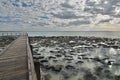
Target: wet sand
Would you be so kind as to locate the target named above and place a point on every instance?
(77, 58)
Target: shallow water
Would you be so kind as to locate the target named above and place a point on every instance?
(109, 34)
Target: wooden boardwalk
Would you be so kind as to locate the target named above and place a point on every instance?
(16, 61)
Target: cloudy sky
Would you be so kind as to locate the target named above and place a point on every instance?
(55, 15)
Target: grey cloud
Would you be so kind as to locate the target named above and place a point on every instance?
(105, 21)
(79, 22)
(66, 15)
(67, 5)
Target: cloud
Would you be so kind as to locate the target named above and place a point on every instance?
(59, 13)
(79, 22)
(67, 5)
(65, 15)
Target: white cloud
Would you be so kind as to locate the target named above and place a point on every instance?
(59, 12)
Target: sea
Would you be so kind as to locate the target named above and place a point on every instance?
(107, 34)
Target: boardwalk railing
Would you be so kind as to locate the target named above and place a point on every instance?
(31, 68)
(16, 62)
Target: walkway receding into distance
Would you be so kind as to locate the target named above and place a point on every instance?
(16, 61)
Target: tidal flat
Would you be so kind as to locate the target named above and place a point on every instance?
(77, 57)
(5, 41)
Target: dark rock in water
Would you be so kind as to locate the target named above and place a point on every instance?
(55, 60)
(58, 55)
(57, 68)
(38, 57)
(97, 59)
(43, 61)
(89, 76)
(117, 77)
(51, 57)
(69, 67)
(115, 47)
(79, 62)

**Task item**
Report every line in the data that holds "boardwalk", copying each one.

**Answer section**
Target: wooden boardwalk
Target: boardwalk railing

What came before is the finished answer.